* _EXCERPT PROVIDED_
-- Opening Marker --

Cooking The Low-fat Way for Optimum Health
In medical circles, there is an old adage that says, “Man digs his grave with his teeth.”. It may be an old adage, but it still rings true. Our eating habits determine how healthy we are.
And consuming too much fat is the culprit behind many avoidable diseases.
The trick, says experts: go non-fat. If you can’t, go low-fat. Following are four smart, easy moves you can make to minimize your fat intake. Culled from various sources, they make a lot of sense. And they require no more than small adjustments on your part to carry out.
In time, you could be using these strategies as a matter of habit, and your taste buds will hardly know the difference. But your heart and all the vital organs will. Chances are, your friends will also notice the slimmer, trimmer, fitter you!

-- Closing Marker --

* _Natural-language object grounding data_
-- Opening Marker --

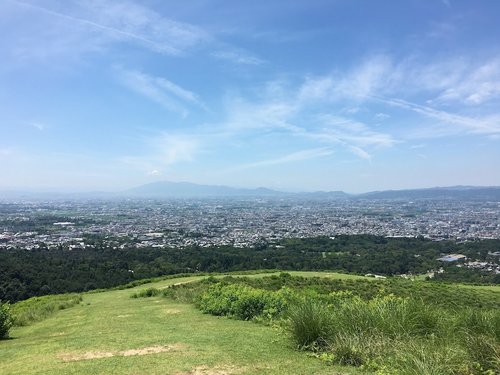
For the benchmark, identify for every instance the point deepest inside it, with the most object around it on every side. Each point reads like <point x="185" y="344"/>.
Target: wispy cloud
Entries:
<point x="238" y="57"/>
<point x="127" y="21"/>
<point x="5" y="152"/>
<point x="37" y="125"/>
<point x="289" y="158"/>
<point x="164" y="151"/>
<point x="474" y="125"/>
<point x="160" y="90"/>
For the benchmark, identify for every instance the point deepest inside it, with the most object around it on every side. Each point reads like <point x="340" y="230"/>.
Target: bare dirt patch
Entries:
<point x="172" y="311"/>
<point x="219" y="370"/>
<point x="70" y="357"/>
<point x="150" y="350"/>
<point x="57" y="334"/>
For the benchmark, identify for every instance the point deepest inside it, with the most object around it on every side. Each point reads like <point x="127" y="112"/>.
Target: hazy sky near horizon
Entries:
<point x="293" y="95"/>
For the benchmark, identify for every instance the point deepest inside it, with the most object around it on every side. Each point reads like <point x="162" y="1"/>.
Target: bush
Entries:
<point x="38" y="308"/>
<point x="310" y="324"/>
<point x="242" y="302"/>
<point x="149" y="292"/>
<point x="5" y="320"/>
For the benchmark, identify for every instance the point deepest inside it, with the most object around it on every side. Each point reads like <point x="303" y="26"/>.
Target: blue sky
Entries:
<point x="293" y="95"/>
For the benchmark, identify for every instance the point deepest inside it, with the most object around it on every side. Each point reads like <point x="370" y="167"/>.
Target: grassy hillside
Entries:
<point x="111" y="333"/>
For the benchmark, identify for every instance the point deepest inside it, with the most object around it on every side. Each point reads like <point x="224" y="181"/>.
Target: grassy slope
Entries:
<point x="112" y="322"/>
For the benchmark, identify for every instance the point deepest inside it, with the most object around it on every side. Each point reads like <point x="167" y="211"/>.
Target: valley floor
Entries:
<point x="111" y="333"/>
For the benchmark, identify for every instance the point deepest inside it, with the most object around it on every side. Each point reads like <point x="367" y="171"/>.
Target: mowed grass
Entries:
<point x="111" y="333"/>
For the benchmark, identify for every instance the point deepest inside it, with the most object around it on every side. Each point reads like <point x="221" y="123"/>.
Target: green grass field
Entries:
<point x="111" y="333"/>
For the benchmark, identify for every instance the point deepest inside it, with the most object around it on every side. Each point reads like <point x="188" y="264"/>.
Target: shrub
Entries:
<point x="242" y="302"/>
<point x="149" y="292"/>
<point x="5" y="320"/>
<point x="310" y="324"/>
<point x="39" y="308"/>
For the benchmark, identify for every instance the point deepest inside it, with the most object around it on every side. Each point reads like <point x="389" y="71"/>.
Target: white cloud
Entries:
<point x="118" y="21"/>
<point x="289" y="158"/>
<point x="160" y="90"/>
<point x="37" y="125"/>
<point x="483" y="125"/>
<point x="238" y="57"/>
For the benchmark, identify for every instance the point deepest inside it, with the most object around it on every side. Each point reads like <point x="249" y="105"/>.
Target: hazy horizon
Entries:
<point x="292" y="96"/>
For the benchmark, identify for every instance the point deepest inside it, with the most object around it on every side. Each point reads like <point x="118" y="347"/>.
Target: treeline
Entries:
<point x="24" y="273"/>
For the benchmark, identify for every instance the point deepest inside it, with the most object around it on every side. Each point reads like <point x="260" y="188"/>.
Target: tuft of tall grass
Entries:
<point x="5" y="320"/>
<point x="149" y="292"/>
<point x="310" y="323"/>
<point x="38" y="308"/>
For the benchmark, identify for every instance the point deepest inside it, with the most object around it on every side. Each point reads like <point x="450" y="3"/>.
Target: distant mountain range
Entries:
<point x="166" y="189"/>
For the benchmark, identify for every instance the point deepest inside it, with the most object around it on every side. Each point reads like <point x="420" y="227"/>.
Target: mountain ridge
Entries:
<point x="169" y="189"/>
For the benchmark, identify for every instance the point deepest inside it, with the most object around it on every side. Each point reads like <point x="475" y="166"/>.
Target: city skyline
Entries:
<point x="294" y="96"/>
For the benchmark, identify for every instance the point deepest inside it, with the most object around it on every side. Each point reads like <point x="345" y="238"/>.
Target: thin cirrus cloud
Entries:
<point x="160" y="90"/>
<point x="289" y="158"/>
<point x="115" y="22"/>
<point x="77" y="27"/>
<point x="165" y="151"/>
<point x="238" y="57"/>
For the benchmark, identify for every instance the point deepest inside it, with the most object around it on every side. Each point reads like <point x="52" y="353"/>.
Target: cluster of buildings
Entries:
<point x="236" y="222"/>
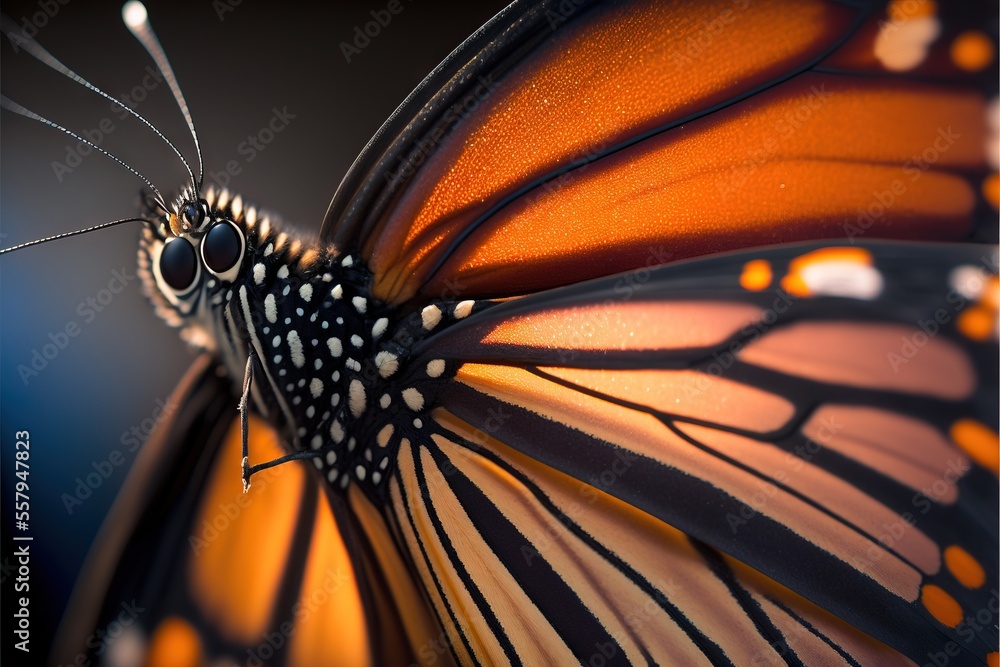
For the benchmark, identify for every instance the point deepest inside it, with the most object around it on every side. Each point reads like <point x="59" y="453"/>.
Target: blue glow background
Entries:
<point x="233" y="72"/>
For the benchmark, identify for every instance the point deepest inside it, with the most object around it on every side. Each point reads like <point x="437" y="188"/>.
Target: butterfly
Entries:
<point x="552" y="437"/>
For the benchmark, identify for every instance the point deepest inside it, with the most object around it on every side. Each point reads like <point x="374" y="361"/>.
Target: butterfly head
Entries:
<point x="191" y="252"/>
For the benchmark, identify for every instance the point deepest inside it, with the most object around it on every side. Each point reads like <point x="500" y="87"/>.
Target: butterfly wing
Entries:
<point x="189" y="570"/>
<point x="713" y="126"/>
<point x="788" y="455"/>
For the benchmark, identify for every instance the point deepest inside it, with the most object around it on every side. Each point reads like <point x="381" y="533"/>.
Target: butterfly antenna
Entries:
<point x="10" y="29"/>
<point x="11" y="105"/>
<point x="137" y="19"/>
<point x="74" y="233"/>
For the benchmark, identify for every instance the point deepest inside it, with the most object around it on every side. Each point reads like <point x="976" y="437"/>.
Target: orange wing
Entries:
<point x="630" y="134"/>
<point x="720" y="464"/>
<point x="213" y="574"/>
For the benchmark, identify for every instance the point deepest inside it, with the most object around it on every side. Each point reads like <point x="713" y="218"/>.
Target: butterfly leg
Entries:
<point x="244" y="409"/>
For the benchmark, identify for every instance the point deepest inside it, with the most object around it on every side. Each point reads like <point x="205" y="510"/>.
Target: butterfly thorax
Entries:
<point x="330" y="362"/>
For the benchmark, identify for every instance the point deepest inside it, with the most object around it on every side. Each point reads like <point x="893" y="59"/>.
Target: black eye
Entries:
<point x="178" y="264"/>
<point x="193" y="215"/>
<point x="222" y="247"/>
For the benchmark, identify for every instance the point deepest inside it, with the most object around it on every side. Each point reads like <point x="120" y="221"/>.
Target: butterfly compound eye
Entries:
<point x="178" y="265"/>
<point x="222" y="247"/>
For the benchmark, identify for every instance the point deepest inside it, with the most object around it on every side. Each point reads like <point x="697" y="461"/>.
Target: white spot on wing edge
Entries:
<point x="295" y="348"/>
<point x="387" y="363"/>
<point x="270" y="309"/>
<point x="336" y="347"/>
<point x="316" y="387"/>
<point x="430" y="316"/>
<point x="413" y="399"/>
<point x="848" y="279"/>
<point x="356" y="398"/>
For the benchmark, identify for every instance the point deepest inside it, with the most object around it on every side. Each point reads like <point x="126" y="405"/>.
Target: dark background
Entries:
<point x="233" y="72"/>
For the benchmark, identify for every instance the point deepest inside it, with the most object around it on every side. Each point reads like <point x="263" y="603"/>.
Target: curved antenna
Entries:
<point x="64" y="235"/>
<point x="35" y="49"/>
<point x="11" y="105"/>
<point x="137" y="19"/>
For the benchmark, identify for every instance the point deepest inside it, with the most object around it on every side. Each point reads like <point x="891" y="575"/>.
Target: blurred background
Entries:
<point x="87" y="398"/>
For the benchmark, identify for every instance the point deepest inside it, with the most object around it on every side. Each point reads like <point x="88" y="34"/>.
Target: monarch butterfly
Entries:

-- Closing Marker --
-- Opening Marker --

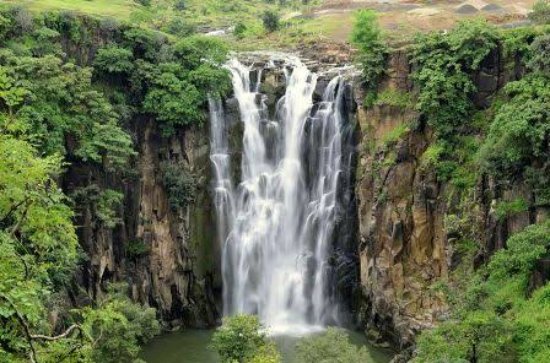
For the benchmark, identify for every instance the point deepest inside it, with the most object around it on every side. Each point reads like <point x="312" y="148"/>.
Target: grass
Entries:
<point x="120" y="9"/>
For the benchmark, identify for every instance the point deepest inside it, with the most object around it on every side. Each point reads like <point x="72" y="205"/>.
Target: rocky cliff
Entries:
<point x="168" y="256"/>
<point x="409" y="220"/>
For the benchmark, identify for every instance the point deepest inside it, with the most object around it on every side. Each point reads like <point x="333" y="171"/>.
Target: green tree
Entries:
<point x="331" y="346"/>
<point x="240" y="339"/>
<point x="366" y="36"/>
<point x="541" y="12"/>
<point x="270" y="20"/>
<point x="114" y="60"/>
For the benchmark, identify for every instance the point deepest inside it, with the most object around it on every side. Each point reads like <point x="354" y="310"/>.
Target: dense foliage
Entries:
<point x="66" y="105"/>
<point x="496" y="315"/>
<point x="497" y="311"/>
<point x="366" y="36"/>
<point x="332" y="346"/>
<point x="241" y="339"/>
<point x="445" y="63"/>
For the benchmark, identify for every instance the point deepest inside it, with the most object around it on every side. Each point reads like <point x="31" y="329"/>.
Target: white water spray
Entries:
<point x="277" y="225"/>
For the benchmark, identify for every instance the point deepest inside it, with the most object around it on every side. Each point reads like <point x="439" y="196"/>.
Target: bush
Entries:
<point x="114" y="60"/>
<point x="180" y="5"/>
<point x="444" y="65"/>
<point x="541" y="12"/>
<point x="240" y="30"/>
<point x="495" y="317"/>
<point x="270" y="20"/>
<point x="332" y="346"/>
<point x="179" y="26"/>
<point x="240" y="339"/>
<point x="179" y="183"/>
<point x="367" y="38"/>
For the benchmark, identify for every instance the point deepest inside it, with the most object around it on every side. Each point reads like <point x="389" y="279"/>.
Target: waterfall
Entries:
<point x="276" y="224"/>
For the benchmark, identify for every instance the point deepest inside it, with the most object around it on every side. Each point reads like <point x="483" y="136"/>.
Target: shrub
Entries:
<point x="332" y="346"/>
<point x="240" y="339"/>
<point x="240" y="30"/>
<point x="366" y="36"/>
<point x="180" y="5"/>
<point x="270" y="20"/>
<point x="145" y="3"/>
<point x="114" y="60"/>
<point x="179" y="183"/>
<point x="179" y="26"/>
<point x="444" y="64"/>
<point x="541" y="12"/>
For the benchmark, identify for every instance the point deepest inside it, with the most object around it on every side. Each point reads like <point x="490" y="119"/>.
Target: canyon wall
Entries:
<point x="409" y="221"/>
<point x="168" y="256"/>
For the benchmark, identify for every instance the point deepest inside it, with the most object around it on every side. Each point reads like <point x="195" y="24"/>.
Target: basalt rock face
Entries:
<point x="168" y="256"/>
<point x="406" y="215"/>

-- Closing Marker --
-- Opening Marker --

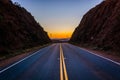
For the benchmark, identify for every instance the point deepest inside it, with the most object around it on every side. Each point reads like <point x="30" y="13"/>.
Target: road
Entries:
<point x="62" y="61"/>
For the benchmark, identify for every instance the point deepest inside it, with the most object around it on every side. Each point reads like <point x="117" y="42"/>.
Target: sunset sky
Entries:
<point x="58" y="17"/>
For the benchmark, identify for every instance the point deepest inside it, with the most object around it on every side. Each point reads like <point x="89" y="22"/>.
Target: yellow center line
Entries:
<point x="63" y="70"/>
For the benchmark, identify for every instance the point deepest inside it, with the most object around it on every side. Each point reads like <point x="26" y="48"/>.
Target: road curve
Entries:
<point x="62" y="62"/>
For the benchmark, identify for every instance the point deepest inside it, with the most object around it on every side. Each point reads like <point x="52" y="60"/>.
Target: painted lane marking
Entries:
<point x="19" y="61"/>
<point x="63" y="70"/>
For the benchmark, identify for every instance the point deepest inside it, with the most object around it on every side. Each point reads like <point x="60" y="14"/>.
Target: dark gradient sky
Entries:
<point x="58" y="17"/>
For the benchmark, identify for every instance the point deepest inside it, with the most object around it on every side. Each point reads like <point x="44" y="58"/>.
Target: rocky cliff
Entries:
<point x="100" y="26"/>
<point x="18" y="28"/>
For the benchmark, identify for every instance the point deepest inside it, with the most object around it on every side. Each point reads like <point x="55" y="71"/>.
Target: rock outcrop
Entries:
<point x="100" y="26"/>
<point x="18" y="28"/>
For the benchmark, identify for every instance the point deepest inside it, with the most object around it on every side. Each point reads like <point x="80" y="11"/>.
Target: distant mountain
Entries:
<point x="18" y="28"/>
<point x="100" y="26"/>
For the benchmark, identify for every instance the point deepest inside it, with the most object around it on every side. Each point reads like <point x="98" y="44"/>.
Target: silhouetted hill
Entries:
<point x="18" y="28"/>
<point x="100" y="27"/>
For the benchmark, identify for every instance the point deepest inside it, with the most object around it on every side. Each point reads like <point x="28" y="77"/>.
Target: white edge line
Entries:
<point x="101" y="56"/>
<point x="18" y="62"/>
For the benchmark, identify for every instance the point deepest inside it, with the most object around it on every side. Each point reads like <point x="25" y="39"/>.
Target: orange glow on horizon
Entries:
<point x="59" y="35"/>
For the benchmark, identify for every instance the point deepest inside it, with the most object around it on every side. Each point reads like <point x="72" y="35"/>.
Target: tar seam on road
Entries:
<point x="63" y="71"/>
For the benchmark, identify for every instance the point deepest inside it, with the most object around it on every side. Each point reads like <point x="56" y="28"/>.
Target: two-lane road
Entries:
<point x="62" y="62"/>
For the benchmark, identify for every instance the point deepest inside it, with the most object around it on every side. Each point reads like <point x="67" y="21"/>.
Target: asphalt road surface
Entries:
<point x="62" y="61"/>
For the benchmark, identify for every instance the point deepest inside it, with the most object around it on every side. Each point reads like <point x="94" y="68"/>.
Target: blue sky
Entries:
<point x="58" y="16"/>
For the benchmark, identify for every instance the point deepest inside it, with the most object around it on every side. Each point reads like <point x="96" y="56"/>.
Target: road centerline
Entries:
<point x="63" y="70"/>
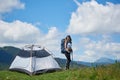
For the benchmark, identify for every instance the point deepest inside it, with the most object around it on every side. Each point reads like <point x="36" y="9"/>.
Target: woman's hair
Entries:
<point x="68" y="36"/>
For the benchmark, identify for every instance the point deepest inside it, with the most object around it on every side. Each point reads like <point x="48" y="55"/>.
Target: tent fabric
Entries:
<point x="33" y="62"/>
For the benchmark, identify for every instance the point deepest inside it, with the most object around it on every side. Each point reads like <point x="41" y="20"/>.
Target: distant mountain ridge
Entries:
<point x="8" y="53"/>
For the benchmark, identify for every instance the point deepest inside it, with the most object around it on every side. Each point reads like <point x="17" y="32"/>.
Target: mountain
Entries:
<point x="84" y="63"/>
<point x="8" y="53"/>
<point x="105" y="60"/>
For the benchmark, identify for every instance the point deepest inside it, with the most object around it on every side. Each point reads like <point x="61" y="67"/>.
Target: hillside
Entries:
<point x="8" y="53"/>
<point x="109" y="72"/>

-- Closing Marker --

* _WHAT THIS TASK INVOLVES_
Decide whether each statement below agrees with the low-fat cooking text. Answer yes or no for each, and quote the words from the text that settle it.
1. The text promises four moves for reducing fat intake.
2. The text says carrying out the strategies calls for major changes.
3. The text says taste buds will clearly notice the change.

* _RESPONSE_
1. Yes: "Following are four smart, easy moves you can make to minimize your fat intake."
2. No: "they require no more than small adjustments on your part to carry out."
3. No: "your taste buds will hardly know the difference."